> _Excerpted data_:
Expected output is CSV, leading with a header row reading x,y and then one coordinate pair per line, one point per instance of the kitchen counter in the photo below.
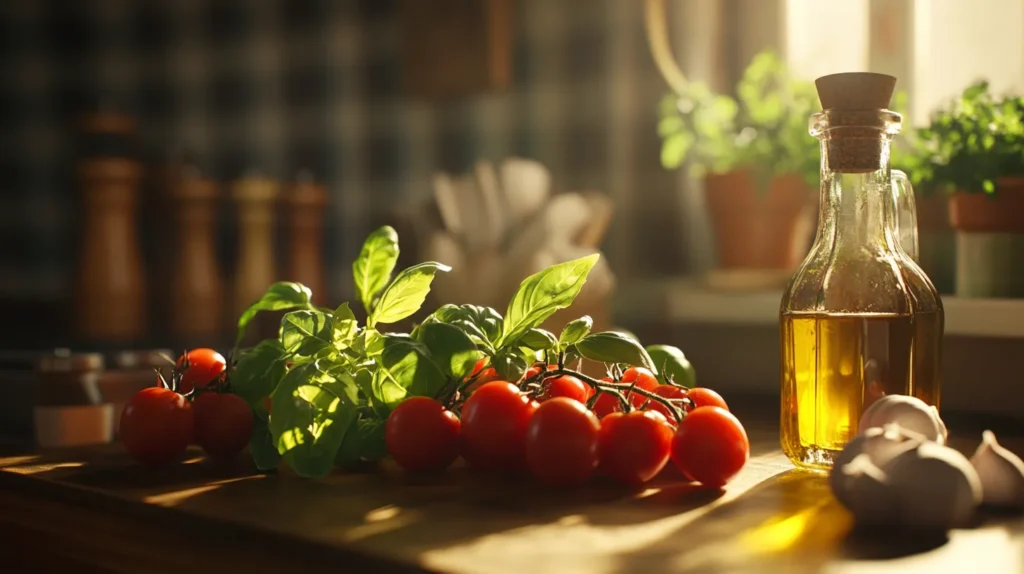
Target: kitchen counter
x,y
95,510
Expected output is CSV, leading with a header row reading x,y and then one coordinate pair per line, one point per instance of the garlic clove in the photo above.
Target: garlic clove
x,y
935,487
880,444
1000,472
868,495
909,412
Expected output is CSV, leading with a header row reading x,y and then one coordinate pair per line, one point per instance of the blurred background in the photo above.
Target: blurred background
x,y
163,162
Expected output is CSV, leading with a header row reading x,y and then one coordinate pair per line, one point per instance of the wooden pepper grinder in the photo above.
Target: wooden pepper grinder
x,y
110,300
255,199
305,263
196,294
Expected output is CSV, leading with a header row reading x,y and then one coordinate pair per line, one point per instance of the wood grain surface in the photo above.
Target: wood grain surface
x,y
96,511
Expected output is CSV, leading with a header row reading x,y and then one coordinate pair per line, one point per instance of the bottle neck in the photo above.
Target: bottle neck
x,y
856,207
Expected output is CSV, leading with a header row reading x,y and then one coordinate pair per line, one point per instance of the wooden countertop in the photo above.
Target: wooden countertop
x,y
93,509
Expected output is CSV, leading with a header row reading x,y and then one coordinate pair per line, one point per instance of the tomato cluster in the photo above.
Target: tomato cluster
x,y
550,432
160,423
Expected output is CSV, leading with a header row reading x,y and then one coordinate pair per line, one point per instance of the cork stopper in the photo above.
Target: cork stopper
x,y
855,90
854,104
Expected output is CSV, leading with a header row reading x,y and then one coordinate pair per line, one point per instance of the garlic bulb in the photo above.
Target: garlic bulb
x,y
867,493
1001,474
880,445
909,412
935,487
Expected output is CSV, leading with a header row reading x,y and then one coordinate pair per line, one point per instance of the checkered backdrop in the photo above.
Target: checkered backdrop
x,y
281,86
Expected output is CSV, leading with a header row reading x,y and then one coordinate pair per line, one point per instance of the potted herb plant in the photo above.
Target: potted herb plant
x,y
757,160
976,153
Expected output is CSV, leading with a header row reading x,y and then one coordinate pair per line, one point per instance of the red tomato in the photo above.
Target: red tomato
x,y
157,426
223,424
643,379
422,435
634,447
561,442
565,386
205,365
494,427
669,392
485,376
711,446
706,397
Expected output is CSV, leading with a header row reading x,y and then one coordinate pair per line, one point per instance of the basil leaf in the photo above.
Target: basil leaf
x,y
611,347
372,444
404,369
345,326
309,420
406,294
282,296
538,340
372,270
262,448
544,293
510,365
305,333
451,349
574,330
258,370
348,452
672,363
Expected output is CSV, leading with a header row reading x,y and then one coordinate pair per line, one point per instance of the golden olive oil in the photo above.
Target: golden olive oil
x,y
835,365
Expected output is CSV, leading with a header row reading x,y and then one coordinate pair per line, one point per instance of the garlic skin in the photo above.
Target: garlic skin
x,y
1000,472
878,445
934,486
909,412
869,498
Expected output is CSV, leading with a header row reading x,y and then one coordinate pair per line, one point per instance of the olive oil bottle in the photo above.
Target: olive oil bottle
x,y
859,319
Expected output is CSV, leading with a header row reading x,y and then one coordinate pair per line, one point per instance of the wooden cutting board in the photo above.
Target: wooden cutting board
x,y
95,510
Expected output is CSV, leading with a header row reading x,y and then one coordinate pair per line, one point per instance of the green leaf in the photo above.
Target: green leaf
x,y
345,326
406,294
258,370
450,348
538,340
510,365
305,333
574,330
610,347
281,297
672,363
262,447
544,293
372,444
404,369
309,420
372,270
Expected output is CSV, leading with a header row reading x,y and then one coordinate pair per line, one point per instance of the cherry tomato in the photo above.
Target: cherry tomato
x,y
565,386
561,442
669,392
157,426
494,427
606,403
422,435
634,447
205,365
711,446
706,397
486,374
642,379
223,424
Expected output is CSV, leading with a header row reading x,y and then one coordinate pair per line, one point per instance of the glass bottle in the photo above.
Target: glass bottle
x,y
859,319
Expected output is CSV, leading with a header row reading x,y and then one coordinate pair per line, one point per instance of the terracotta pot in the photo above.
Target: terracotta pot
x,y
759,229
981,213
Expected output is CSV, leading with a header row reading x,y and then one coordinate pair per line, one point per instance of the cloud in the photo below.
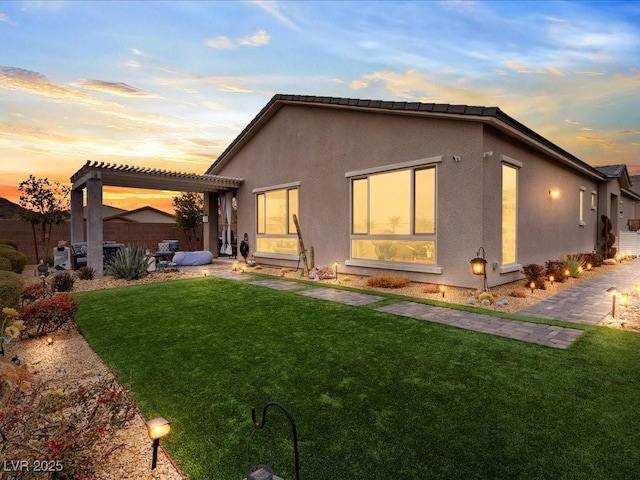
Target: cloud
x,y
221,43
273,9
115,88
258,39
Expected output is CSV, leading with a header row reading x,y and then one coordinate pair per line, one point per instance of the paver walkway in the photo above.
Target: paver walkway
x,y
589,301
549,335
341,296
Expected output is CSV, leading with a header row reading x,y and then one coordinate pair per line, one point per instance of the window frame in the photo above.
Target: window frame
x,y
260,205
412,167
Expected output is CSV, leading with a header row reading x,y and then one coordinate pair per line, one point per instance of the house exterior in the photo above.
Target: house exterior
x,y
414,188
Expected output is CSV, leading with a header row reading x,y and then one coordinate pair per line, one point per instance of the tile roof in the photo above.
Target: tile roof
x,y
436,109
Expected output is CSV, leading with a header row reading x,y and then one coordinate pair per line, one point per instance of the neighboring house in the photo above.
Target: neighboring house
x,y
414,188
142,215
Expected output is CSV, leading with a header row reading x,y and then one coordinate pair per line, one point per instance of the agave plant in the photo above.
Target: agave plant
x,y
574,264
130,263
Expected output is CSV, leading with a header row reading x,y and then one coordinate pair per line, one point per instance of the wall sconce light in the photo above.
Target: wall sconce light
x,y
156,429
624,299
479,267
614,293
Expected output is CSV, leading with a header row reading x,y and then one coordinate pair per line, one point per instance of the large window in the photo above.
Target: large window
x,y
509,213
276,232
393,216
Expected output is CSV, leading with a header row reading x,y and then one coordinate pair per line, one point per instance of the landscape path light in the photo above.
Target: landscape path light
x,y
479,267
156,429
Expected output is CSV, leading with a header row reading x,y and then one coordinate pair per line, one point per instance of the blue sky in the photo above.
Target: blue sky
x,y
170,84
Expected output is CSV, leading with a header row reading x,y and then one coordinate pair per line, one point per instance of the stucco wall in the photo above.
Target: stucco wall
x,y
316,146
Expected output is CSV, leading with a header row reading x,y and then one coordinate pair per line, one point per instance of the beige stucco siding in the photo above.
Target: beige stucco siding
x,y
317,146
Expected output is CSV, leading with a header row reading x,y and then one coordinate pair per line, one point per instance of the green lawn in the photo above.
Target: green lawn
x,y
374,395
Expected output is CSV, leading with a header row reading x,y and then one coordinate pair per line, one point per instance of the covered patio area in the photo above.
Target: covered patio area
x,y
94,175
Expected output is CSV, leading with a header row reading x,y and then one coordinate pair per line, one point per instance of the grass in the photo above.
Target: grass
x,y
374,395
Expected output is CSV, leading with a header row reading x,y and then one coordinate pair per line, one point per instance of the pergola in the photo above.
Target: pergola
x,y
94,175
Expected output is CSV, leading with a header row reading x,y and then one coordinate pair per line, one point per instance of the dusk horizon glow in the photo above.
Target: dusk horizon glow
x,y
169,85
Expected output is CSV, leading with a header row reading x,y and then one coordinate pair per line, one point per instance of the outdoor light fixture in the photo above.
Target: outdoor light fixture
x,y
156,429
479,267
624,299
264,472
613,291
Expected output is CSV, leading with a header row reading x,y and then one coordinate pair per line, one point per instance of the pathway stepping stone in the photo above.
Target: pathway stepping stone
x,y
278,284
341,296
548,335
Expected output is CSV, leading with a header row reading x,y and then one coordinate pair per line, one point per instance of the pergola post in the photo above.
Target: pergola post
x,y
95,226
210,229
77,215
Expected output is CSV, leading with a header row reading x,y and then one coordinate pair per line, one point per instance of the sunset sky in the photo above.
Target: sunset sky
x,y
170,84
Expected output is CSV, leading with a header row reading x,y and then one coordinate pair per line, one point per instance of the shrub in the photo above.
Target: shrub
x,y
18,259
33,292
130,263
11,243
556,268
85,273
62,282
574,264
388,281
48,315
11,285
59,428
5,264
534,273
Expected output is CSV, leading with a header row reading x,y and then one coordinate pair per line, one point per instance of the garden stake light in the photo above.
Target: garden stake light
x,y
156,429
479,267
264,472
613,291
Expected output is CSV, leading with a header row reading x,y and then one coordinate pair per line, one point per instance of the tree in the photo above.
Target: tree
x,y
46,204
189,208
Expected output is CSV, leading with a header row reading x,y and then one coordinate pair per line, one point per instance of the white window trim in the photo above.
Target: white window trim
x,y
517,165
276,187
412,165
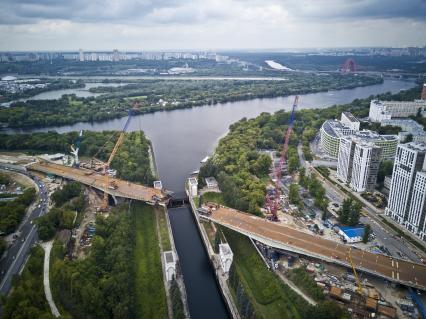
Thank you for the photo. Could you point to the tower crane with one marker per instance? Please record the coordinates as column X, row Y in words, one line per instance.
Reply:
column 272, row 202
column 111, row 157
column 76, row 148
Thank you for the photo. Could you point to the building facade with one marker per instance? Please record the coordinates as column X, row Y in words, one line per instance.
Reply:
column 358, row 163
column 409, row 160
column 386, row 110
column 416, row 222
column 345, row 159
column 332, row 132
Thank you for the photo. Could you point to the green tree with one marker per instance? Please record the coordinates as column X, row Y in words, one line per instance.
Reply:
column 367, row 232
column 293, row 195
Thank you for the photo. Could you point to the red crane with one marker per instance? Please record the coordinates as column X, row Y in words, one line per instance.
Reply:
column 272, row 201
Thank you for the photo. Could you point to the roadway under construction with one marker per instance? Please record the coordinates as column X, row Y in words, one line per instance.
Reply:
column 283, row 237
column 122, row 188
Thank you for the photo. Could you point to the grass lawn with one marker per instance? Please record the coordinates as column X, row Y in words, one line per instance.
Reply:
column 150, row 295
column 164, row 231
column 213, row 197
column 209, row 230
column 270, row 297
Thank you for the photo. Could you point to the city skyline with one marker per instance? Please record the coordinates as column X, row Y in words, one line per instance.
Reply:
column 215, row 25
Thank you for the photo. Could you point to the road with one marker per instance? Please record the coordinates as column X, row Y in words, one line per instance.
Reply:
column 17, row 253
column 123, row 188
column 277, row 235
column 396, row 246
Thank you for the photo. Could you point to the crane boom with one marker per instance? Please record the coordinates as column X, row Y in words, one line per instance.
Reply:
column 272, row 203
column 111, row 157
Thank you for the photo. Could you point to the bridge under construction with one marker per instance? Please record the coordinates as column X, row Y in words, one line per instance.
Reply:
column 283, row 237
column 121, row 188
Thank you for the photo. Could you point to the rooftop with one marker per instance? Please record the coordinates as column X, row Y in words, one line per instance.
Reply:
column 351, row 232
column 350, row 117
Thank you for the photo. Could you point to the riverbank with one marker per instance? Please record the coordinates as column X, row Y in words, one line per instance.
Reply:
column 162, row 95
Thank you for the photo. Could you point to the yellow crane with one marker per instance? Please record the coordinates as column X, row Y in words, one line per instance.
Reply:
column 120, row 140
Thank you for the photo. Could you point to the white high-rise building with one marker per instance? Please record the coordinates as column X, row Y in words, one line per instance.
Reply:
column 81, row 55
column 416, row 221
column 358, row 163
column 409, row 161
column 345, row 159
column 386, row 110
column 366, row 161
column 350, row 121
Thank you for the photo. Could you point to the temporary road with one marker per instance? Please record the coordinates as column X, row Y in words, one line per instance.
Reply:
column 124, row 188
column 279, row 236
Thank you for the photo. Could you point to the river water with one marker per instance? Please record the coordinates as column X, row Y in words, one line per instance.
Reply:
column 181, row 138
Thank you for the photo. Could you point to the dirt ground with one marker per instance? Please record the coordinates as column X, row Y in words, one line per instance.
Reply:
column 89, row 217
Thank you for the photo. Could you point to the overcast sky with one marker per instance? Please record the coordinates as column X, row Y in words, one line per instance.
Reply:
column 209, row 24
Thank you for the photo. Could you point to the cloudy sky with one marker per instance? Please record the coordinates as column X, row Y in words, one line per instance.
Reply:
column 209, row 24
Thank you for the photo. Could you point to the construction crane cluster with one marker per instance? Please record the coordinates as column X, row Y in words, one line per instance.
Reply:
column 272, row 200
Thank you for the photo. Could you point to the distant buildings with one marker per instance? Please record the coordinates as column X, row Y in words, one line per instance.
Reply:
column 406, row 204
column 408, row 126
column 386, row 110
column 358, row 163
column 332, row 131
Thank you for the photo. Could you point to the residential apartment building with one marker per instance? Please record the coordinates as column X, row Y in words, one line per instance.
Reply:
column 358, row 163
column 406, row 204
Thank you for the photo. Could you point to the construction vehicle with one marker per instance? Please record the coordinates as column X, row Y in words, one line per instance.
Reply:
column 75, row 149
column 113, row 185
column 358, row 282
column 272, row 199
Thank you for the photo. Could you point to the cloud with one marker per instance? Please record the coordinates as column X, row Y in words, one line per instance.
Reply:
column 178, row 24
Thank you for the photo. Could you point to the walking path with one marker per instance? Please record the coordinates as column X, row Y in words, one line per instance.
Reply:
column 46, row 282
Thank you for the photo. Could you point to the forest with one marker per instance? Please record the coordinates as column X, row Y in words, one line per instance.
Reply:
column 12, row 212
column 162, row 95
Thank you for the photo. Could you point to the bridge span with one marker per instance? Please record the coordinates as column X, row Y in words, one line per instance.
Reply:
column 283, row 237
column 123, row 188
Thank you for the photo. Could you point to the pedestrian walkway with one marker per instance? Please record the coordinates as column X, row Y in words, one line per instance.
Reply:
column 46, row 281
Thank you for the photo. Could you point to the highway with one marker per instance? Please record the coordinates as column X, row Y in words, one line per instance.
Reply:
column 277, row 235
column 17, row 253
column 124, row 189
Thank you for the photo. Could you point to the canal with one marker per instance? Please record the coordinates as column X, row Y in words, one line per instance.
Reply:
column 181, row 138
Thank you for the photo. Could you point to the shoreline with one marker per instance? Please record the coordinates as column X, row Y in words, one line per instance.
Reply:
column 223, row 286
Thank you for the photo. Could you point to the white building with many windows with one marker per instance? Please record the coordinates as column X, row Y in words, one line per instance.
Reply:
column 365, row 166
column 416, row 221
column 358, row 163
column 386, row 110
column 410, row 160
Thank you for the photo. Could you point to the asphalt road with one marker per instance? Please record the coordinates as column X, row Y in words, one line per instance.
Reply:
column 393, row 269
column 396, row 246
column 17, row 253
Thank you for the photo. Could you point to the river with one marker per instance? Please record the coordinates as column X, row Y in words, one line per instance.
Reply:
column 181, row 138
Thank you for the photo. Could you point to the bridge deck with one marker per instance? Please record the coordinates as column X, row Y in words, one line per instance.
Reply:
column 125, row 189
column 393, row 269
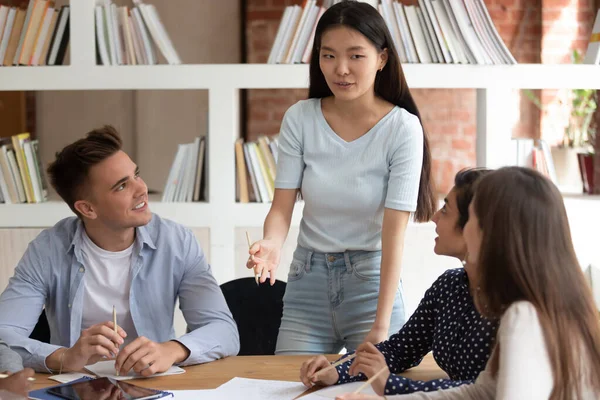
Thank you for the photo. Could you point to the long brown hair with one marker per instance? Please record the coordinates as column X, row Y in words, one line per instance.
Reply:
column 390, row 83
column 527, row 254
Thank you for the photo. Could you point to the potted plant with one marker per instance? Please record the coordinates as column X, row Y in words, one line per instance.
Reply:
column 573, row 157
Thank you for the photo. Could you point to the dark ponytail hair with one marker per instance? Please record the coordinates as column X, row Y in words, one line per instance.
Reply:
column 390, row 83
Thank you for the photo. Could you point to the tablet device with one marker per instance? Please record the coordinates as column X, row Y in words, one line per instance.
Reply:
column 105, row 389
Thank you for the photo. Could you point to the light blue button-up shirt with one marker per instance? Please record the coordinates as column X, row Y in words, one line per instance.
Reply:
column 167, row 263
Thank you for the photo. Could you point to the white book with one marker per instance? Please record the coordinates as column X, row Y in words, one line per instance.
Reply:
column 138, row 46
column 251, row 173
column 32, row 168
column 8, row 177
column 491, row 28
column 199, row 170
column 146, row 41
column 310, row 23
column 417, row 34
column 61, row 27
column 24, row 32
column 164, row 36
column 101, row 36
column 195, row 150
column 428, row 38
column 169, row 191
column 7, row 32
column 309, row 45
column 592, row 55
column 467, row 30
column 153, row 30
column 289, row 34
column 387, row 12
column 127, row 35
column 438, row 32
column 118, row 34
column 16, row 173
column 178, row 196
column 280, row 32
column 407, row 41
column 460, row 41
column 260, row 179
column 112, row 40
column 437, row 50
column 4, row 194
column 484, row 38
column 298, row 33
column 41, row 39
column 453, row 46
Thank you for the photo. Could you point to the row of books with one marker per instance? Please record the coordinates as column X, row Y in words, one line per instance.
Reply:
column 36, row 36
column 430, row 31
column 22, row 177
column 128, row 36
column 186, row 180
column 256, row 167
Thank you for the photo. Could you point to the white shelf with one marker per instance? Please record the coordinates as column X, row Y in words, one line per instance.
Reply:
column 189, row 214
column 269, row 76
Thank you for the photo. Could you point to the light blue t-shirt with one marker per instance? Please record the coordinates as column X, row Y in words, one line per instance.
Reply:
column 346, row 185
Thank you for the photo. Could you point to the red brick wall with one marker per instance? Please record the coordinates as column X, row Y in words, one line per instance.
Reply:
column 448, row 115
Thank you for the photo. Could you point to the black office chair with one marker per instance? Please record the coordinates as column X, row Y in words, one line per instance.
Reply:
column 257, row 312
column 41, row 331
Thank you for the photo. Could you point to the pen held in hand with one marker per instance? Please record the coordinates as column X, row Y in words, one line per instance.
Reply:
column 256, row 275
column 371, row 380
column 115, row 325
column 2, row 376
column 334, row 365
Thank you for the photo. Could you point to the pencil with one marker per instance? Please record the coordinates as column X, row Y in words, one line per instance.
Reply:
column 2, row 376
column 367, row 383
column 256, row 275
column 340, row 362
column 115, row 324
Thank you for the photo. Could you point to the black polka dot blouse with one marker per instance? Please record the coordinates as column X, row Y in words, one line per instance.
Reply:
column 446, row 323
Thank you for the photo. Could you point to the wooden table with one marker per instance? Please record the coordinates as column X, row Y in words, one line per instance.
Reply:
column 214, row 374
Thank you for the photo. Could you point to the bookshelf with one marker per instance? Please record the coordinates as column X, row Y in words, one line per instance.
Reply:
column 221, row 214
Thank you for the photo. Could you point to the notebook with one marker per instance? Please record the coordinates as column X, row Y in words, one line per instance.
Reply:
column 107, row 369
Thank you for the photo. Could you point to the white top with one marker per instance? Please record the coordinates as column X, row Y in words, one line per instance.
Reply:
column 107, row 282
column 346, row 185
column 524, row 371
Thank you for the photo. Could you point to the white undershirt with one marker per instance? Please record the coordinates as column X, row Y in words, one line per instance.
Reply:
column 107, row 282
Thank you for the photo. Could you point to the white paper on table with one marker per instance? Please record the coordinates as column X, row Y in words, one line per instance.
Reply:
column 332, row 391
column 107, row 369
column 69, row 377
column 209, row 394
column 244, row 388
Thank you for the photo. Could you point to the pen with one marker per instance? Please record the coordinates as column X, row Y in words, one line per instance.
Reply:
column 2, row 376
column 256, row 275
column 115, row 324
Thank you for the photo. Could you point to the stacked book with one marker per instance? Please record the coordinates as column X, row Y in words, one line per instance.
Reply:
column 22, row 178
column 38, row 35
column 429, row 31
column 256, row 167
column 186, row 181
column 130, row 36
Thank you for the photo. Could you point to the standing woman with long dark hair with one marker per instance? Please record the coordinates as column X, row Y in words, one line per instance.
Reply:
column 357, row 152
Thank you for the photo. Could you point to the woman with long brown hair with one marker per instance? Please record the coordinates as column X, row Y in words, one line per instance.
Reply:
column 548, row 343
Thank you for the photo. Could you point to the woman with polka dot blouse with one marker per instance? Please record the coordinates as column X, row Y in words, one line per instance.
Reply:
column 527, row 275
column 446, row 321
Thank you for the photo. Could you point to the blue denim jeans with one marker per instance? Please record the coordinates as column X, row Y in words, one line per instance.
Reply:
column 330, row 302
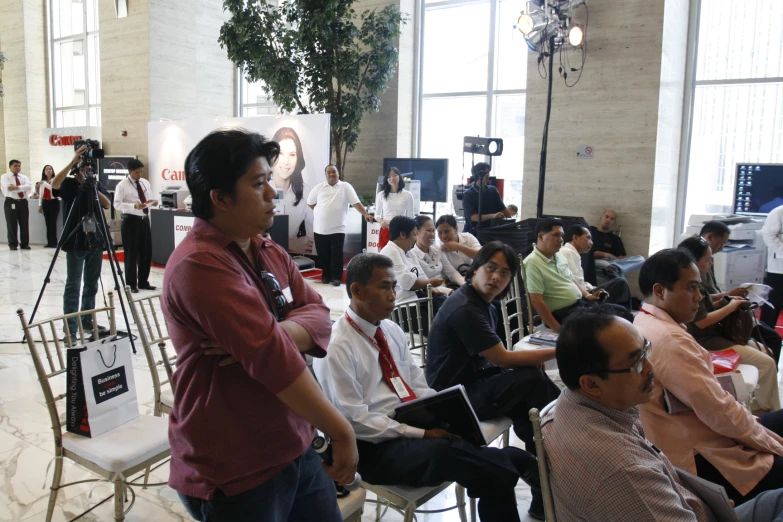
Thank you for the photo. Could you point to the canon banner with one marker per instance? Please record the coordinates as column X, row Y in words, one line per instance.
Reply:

> _What you need to do_: Extract from the material all lines containing the string "black".

> _Written answer_:
Thank you for the photo. Could you point to the black office chair with one marker per instance? Please record the coordinates as column X, row Y in words, one line per instance.
Thank you for the photo. Could you point to the black polka dot blouse with one marker per instance? Please record the coordinates as column X, row Y in words, one line per instance.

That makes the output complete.